**SUPPLIED PASSAGE:**
The Ca2⁺ level showed a phase-specific pattern. In the mid phase, erastin decreased Ca2⁺ under normoxia (P < 0.05), whereas the moderate hypoxia (2 mg/L) + erastin group increased Ca2⁺ relative to normoxia group (P < 0.05). Hypoxia alone did not differ from normoxia. In the late phase, only the moderate hypoxia (2 mg/L) + erastin group remained elevated versus normoxia group (P < 0.05) (Fig. 7b). The Fe2 + content displayed a phase-dependent divergence between hypoxia alone and hypoxia with erastin. In the mid phase, moderate hypoxia by itself did not differ from normoxia, whereas erastin increased Fe2⁺ under moderate hypoxia (P < 0.05). By the late phase, The Fe2 + contents decreased below normoxia with moderate hypoxia alone, while the moderate hypoxia (2 mg/L) + erastin group remained elevated above normoxia group (P < 0.05) (Fig. 7c).

The MDA content increased under moderate hypoxia in the mid phase, with moderate hypoxia (2 mg/L) + erastin showing a comparable or greater elevation (P < 0.05). By the late phase, moderate hypoxia (2 mg/L) alone rose well above normoxia and moderate hypoxia combined with erastin reached the highest levels, and even normoxia (6 mg/L) + erastin group became significantly elevated relative to normoxia (6 mg/L) group (P < 0.01) (Fig. 7d). Taken together, the convergence of ΔΨm loss, Ca2⁺ perturbation, erastin-sustained elevation of Fe2⁺ under hypoxia, and rising MDA from the mid to late phases delineates a hypoxia-driven trajectory amplified by erastin toward ferroptotic injury.

**TRY IT:** Copy out the part of the passage on hypoxia and erastin that starts at the words "The Ca2⁺ level" and ends after the words "group (P < 0.05) (Fig. 7c).". The items that come next are separate material, apart from the passage on hypoxia and erastin.

Entries drawn from a collection:
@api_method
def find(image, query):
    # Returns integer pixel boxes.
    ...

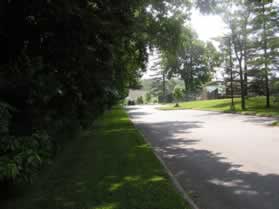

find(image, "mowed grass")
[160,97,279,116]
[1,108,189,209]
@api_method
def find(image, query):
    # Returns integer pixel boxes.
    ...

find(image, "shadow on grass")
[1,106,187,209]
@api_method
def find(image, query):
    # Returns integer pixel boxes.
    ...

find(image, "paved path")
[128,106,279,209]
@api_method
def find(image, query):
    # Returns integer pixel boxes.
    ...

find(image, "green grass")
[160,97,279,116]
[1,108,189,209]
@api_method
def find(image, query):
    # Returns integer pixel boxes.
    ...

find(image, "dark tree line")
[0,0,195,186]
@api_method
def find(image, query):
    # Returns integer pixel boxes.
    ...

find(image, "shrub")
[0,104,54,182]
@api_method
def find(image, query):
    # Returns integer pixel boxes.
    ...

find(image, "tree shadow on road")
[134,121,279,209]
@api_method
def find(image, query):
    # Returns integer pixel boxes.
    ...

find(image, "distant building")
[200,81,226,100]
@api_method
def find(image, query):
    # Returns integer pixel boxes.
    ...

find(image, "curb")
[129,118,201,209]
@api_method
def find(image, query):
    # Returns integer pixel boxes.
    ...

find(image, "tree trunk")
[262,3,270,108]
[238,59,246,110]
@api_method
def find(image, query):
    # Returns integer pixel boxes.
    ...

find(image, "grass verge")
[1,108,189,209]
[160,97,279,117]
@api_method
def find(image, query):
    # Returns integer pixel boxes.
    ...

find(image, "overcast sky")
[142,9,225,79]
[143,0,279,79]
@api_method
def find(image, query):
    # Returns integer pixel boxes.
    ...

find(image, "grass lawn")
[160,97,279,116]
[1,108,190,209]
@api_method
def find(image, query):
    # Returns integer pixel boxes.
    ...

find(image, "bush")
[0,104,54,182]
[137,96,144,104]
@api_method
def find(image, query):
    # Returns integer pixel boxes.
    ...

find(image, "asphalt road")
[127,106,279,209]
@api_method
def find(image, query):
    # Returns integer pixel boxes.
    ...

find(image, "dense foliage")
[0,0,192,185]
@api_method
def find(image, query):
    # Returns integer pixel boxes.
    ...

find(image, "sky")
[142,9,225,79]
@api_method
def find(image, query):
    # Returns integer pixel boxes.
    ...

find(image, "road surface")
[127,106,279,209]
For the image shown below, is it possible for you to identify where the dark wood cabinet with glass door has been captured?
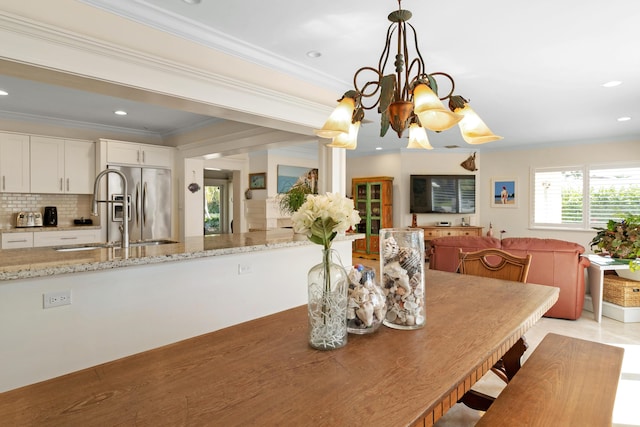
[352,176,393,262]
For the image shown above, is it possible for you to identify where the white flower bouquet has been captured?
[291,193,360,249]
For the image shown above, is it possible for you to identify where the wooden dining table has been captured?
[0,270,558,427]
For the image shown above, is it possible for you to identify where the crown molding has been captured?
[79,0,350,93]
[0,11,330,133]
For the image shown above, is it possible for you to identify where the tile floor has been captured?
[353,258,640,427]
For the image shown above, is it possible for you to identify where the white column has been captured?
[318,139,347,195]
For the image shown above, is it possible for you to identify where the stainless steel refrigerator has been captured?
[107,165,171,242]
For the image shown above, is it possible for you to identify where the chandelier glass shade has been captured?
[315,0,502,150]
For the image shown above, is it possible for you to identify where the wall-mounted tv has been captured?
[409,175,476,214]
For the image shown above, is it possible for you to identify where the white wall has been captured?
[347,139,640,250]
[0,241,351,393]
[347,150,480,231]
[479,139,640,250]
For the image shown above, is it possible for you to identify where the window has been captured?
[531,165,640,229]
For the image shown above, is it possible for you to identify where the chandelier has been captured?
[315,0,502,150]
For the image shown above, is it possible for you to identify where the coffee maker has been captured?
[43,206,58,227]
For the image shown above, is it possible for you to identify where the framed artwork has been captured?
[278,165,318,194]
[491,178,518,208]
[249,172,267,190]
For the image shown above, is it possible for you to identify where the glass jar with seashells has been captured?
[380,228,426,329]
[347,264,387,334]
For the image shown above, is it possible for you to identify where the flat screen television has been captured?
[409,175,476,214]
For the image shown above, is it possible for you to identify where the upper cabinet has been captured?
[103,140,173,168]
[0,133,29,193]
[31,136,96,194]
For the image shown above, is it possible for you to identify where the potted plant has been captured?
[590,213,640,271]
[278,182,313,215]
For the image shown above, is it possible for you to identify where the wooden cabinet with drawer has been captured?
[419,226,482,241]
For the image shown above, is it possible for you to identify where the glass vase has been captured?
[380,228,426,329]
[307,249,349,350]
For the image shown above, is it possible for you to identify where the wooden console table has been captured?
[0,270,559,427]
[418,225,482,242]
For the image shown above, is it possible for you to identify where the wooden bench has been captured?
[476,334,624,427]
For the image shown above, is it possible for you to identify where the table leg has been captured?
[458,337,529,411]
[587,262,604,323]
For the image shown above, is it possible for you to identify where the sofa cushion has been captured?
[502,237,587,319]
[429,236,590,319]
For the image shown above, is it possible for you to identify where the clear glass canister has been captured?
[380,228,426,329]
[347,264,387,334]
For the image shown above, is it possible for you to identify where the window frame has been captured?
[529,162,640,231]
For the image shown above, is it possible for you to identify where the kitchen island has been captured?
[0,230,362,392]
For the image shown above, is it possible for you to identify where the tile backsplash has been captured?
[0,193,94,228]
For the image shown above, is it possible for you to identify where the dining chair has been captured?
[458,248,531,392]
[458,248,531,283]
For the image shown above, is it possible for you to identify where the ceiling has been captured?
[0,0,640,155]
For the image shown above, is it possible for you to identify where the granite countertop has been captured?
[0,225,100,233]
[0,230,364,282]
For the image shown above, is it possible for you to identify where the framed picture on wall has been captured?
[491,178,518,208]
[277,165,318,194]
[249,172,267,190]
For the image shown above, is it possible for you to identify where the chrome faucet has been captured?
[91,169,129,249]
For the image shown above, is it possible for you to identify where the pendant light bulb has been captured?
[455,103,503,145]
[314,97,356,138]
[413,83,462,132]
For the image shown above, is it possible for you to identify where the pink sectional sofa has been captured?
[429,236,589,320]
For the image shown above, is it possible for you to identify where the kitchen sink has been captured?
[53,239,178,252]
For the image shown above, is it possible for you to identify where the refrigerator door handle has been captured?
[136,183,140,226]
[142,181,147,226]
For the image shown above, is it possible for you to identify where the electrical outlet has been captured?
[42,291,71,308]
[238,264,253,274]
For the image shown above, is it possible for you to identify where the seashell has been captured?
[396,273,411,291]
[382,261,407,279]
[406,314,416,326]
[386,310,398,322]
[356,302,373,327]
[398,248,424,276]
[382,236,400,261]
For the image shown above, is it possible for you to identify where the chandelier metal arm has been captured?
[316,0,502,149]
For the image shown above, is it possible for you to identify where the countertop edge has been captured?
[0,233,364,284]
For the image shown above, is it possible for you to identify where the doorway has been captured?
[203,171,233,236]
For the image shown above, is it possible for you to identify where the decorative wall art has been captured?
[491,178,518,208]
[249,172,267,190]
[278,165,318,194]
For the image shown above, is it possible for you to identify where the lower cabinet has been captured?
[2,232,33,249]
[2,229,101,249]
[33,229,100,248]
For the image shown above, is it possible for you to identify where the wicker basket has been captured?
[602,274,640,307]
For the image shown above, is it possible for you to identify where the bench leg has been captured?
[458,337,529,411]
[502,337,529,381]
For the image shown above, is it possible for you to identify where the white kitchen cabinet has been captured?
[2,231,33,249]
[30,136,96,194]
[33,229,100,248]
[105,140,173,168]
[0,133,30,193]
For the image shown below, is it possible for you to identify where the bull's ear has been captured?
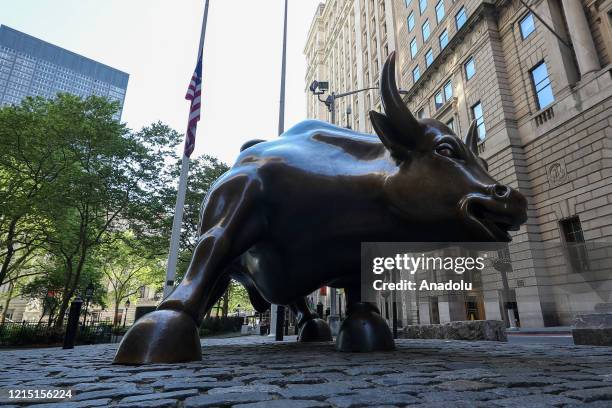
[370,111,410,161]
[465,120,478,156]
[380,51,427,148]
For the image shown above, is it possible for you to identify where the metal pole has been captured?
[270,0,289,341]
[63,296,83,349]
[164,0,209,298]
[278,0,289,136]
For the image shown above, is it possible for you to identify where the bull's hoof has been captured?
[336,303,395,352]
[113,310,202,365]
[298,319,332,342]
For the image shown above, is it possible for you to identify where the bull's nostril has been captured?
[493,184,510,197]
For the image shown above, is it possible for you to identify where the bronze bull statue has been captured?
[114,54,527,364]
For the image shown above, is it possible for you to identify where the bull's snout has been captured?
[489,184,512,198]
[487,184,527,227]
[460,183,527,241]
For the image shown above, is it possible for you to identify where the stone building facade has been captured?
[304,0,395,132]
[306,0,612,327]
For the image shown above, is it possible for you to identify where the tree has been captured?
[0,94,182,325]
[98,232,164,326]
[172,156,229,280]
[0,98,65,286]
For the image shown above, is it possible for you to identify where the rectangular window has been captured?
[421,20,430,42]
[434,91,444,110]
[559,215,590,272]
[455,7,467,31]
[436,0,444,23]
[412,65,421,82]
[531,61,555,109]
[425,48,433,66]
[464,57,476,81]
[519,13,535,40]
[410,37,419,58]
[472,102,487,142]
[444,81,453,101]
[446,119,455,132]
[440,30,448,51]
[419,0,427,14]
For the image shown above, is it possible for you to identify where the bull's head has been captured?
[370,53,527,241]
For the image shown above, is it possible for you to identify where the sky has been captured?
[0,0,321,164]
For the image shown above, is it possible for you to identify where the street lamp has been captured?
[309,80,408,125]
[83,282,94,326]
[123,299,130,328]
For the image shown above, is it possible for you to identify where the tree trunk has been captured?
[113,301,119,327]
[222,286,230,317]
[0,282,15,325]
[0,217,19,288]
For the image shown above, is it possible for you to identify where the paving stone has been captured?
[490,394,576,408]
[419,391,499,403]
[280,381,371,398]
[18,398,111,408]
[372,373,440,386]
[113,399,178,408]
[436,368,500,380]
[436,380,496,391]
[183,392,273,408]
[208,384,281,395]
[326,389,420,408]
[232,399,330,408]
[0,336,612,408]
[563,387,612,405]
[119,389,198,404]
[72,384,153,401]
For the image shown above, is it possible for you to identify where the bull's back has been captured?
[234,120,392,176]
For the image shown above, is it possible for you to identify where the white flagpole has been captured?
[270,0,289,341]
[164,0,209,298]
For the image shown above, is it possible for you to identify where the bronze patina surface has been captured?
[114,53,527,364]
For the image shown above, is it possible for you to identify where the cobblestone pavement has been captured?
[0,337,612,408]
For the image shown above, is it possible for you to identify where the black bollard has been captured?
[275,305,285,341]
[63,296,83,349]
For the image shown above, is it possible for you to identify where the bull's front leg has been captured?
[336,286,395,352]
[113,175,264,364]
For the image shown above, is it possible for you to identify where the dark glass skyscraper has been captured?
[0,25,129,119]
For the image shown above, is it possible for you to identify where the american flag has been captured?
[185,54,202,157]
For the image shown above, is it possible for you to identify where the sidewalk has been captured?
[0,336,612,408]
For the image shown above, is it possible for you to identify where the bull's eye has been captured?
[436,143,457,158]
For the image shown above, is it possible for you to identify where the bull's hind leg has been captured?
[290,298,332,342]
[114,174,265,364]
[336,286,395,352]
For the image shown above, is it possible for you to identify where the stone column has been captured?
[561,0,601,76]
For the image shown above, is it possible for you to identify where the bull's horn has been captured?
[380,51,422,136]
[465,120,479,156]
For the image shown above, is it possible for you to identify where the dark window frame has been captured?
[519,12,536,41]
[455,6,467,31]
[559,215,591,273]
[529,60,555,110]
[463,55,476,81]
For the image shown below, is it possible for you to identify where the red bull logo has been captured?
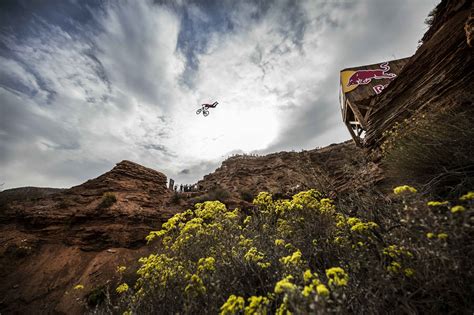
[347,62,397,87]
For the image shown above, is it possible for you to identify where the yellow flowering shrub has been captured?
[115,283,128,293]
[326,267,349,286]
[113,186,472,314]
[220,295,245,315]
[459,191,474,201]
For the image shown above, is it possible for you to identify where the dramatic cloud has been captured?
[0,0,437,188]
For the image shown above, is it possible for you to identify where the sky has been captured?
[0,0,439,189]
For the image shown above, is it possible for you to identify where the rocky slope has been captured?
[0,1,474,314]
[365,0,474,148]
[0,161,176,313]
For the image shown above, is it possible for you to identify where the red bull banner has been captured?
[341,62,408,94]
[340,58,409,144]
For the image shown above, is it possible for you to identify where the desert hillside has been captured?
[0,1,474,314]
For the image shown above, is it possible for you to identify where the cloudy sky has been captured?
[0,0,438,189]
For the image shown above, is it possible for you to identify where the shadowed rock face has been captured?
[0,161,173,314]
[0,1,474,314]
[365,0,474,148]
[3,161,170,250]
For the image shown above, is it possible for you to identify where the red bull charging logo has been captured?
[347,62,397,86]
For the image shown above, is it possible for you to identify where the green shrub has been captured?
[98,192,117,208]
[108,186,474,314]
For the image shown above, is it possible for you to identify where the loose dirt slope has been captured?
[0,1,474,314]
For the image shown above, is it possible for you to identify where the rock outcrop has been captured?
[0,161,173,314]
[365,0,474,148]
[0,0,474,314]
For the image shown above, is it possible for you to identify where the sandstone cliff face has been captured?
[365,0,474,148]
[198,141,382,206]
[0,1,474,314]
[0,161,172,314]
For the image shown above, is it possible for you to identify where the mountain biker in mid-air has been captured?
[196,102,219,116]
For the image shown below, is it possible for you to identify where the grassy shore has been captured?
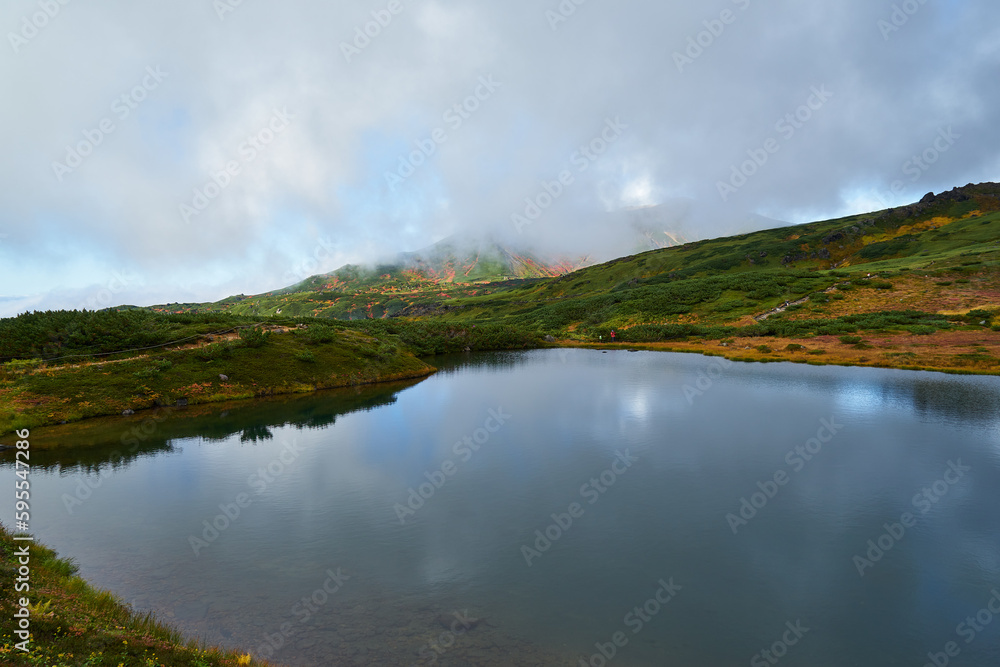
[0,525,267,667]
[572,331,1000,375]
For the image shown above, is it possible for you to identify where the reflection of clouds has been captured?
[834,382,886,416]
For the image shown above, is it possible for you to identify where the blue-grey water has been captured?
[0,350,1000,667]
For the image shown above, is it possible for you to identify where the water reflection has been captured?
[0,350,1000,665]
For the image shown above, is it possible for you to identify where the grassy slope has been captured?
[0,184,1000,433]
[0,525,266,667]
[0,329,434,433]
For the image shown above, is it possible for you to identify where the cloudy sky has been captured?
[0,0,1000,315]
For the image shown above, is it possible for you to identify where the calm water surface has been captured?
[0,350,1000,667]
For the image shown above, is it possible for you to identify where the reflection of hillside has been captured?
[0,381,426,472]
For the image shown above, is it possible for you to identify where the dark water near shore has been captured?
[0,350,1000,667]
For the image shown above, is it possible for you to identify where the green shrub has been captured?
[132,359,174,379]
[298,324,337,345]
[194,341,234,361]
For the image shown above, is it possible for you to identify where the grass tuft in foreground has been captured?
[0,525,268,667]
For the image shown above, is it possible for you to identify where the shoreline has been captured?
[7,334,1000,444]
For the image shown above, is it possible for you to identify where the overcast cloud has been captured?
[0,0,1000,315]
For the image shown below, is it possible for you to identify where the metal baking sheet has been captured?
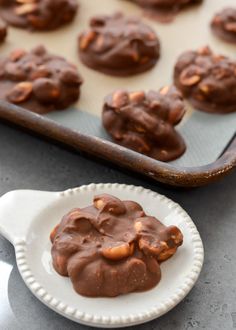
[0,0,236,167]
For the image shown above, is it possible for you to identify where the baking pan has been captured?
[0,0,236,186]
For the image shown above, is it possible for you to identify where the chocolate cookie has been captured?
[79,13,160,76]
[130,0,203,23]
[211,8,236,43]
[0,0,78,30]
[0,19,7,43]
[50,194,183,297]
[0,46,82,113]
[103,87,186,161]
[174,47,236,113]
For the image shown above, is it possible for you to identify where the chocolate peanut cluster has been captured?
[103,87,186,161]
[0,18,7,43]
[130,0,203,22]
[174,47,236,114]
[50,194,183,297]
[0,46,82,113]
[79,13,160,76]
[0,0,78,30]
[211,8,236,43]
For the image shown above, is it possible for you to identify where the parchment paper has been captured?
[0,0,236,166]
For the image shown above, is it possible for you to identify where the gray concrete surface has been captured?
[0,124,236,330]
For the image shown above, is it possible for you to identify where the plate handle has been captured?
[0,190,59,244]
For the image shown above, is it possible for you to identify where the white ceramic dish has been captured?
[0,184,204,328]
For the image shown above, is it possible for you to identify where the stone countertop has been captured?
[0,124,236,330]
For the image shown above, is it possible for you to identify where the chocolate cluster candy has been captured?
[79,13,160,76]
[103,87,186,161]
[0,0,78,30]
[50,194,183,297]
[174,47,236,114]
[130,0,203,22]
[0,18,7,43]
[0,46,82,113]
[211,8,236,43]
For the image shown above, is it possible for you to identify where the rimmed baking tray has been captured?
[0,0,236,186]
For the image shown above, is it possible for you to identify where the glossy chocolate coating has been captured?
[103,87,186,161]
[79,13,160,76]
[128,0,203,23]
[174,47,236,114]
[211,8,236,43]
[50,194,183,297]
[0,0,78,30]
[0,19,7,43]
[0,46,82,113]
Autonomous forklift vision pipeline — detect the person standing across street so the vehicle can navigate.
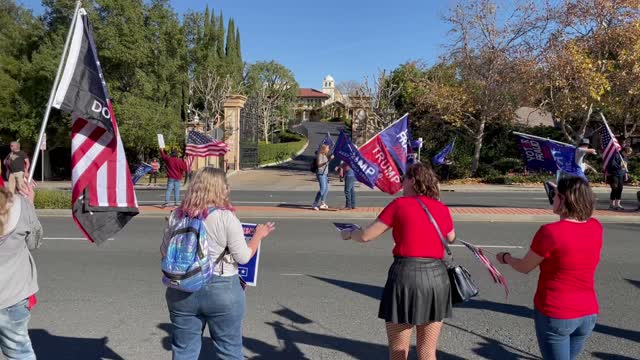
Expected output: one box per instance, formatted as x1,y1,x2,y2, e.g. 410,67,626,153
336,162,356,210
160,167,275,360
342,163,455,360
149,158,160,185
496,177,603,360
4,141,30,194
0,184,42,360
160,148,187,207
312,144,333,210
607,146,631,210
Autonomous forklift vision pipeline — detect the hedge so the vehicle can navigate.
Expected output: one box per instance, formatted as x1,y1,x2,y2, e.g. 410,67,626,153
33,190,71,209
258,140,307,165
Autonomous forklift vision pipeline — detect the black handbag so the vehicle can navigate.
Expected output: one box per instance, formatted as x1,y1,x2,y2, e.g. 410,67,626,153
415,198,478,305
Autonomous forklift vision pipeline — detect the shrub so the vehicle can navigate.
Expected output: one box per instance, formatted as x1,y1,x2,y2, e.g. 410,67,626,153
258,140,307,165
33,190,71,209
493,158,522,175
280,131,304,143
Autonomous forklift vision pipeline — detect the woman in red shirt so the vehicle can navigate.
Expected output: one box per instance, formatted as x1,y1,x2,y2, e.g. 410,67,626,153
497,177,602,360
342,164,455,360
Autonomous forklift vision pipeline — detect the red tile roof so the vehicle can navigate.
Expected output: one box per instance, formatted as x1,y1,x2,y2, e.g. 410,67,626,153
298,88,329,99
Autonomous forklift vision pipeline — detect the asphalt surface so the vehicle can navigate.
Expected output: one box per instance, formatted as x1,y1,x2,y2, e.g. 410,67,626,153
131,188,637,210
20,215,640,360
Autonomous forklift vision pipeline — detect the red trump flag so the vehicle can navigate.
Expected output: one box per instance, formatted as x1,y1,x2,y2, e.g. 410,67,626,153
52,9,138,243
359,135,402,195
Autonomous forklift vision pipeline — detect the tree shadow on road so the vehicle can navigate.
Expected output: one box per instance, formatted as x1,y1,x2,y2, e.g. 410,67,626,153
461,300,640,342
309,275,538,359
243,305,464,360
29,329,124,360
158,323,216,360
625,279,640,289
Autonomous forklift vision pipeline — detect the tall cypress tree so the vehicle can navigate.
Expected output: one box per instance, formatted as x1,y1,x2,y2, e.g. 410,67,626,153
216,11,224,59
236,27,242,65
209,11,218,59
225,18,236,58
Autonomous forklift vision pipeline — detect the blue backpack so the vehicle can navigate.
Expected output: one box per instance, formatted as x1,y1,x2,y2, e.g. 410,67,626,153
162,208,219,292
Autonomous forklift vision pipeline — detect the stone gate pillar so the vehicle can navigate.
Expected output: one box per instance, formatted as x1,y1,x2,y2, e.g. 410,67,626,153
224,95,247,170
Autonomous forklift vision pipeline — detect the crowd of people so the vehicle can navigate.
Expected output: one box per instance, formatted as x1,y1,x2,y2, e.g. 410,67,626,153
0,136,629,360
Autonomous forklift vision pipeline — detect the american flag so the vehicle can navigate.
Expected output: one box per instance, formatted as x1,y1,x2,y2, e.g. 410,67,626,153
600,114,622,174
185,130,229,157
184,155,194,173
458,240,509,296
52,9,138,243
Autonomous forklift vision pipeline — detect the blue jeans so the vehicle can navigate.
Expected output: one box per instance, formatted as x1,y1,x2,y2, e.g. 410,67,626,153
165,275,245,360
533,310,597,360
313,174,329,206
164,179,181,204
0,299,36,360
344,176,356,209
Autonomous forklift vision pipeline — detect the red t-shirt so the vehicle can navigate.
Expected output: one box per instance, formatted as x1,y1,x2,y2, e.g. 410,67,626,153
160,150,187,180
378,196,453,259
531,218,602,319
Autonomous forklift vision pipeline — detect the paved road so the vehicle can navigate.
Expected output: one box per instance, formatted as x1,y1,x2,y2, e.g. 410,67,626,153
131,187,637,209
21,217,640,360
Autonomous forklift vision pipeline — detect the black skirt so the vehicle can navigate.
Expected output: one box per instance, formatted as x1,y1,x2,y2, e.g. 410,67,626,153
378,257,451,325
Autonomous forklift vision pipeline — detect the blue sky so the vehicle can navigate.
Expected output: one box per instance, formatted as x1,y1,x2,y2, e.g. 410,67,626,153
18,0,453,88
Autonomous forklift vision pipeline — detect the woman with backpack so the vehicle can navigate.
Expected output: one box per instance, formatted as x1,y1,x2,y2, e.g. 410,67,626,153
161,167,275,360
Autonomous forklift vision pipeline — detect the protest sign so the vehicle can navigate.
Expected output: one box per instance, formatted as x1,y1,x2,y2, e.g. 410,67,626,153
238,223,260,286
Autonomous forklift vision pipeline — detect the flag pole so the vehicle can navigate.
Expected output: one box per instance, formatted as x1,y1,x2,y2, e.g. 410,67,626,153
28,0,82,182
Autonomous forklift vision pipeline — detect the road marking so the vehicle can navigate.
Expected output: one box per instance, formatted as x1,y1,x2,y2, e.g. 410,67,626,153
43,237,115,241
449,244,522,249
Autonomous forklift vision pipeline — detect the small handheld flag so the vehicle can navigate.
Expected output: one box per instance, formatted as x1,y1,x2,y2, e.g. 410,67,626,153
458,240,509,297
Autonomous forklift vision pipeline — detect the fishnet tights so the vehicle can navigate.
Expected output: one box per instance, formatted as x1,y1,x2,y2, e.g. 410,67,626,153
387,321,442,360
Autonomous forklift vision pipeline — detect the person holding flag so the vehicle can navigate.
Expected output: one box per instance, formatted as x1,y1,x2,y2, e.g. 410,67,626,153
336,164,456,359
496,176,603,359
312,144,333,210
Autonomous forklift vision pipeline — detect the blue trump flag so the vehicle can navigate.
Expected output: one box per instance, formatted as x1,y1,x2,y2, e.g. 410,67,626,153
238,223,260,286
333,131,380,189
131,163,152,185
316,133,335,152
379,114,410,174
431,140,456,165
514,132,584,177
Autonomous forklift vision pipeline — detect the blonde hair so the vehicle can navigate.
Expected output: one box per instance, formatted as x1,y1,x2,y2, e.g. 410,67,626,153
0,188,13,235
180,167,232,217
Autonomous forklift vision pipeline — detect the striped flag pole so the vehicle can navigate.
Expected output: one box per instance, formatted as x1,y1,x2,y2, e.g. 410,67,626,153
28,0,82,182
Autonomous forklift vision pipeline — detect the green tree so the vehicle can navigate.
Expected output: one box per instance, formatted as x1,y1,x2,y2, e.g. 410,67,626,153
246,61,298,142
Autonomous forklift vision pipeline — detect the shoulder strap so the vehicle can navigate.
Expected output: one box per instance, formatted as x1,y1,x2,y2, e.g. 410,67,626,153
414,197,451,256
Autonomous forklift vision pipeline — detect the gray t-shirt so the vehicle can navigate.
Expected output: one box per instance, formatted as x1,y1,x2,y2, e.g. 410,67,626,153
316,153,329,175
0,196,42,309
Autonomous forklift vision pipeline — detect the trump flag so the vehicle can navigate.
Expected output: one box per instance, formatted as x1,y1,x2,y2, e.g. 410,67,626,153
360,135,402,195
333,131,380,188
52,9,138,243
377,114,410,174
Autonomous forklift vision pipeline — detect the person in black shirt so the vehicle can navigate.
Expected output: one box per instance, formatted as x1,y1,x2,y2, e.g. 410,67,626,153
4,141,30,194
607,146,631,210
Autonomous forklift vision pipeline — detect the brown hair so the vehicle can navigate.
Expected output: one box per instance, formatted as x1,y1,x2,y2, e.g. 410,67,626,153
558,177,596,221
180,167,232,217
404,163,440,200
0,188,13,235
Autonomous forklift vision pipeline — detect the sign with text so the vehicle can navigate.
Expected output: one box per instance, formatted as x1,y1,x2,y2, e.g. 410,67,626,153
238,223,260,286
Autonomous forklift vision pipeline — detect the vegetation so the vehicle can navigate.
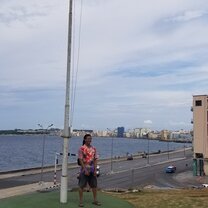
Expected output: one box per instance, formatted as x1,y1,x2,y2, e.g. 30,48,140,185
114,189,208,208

**RESULT OF THE TASK:**
The Ca2⁺ level showed a phase-specific pattern. In the mid phase, erastin decreased Ca2⁺ under normoxia (P < 0.05), whereas the moderate hypoxia (2 mg/L) + erastin group increased Ca2⁺ relative to normoxia group (P < 0.05). Hypoxia alone did not differ from normoxia. In the late phase, only the moderate hypoxia (2 mg/L) + erastin group remained elevated versus normoxia group (P < 0.05) (Fig. 7b). The Fe2 + content displayed a phase-dependent divergence between hypoxia alone and hypoxia with erastin. In the mid phase, moderate hypoxia by itself did not differ from normoxia, whereas erastin increased Fe2⁺ under moderate hypoxia (P < 0.05). By the late phase, The Fe2 + contents decreased below normoxia with moderate hypoxia alone, while the moderate hypoxia (2 mg/L) + erastin group remained elevated above normoxia group (P < 0.05) (Fig. 7c).